* **DIRECTIONS**
Select each line in the entries below that contains the word "palm", and copy those lines.

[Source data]
----------------

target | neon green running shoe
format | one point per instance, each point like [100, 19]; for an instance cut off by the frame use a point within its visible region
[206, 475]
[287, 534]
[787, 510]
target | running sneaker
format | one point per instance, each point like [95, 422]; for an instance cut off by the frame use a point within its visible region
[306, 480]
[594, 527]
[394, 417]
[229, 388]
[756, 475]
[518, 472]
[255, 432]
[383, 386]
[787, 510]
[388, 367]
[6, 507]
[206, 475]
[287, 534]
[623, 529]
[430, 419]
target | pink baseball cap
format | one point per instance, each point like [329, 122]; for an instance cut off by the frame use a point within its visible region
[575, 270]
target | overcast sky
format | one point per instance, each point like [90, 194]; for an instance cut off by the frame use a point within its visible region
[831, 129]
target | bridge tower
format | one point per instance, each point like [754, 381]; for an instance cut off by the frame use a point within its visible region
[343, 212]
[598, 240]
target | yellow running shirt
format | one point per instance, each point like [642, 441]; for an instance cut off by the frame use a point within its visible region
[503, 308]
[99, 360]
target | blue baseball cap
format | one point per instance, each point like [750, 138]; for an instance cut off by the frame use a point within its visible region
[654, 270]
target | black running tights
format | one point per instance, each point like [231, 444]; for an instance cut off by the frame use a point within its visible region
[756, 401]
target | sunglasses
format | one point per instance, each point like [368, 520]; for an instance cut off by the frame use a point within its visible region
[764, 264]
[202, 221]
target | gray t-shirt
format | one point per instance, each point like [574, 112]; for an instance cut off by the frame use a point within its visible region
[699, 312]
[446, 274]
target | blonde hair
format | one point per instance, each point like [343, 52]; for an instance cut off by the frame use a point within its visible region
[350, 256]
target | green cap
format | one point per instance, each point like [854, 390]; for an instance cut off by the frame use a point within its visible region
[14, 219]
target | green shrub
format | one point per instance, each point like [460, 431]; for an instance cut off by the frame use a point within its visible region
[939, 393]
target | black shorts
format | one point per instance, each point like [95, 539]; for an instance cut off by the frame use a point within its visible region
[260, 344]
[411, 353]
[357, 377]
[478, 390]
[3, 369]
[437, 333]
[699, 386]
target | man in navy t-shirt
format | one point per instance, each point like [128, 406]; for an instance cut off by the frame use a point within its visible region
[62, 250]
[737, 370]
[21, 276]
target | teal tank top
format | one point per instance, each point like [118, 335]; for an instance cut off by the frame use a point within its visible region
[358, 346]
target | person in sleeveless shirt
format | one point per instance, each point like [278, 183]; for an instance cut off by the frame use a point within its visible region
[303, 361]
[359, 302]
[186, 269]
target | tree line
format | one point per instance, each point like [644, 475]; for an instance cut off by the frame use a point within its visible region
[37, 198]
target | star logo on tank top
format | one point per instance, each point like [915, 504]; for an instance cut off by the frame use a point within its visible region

----------------

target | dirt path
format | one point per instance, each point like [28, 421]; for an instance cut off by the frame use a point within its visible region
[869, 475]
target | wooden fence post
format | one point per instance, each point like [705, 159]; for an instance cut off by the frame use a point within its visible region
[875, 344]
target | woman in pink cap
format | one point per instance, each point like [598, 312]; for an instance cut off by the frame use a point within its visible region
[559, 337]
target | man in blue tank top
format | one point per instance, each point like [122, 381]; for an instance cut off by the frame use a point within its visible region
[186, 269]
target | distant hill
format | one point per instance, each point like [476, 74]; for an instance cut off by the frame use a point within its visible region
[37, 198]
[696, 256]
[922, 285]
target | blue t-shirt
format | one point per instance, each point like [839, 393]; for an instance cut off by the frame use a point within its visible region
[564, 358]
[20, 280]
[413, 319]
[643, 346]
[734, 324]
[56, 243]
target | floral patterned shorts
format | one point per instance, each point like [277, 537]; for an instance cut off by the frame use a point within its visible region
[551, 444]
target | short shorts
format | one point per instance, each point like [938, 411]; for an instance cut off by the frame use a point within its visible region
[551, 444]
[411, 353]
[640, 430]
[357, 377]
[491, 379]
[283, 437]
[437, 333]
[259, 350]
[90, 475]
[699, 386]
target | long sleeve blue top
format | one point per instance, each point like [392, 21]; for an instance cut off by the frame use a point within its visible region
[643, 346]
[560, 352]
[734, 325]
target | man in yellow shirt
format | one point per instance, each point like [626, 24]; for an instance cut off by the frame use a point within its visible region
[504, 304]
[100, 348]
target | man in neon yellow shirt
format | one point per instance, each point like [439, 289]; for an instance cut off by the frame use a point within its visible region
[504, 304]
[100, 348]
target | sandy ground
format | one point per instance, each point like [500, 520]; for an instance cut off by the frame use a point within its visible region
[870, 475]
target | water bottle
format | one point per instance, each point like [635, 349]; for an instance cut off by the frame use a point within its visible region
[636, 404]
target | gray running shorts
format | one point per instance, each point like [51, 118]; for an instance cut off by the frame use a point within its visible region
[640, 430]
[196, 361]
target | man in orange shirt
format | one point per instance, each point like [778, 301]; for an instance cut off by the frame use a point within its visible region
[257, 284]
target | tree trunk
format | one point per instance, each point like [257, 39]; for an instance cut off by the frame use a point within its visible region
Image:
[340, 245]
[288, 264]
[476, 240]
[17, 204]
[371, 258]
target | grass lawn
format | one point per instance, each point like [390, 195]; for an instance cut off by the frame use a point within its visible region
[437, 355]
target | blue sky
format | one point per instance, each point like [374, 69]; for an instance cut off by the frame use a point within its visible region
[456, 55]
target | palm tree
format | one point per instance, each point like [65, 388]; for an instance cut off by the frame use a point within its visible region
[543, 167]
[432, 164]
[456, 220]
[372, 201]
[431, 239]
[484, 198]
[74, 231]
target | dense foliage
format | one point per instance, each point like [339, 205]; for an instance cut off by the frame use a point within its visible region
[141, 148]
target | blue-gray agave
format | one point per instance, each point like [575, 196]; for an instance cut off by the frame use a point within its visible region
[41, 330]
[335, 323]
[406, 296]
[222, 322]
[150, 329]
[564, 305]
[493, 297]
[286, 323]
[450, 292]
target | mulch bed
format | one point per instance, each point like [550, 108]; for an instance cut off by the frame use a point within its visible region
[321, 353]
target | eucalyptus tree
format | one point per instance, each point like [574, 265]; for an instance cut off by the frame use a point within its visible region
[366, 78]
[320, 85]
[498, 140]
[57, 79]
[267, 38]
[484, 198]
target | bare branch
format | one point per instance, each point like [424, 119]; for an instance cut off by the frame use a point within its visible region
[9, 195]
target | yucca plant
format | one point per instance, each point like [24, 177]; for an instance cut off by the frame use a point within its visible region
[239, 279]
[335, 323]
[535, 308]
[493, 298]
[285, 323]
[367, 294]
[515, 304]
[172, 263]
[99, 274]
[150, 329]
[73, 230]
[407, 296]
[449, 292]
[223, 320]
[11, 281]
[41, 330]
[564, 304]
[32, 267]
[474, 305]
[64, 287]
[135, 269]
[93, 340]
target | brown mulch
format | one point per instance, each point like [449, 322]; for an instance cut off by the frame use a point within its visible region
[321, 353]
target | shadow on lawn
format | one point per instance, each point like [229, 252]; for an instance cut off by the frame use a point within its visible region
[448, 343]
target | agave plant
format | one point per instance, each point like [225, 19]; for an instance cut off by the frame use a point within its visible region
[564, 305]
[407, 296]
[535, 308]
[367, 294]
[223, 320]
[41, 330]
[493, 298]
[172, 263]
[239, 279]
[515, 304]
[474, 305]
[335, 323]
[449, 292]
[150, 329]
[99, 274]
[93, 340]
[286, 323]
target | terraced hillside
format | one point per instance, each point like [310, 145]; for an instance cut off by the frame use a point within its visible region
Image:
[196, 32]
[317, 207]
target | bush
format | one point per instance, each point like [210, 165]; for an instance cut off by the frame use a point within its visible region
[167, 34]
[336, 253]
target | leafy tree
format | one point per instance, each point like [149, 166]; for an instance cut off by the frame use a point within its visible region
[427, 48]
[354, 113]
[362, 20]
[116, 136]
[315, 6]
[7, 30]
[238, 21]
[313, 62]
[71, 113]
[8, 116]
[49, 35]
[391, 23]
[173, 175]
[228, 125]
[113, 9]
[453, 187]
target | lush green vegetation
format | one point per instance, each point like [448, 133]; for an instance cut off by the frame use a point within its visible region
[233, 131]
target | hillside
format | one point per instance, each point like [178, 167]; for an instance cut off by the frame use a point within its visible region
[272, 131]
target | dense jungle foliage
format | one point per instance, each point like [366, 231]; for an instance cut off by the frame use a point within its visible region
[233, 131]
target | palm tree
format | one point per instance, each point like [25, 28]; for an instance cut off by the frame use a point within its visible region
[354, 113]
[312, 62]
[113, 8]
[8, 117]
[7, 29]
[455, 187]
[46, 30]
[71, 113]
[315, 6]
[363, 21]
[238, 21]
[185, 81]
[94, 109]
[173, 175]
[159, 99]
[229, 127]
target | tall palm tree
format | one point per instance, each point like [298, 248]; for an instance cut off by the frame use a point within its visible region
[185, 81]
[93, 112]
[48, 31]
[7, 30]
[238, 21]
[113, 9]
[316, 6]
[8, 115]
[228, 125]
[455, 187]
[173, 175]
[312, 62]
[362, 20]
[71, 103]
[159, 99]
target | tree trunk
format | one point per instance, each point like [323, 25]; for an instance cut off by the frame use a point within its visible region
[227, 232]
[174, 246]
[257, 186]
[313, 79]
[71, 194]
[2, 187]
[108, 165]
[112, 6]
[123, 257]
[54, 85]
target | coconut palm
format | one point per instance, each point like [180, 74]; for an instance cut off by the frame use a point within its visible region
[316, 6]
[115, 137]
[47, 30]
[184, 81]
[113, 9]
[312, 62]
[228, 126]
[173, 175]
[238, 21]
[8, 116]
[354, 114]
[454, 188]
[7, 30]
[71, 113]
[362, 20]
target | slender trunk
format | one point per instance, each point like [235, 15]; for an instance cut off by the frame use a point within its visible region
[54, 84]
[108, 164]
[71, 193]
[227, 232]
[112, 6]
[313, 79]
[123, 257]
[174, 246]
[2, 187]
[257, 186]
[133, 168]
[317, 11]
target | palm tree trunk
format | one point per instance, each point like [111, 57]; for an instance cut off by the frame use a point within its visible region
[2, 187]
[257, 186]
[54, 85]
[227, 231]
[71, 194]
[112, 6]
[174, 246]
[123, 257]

----------------

* **THE RESULT**
target | palm tree
target | palm tree
target | tall palm tree
target | coconut palm
target | palm tree trunk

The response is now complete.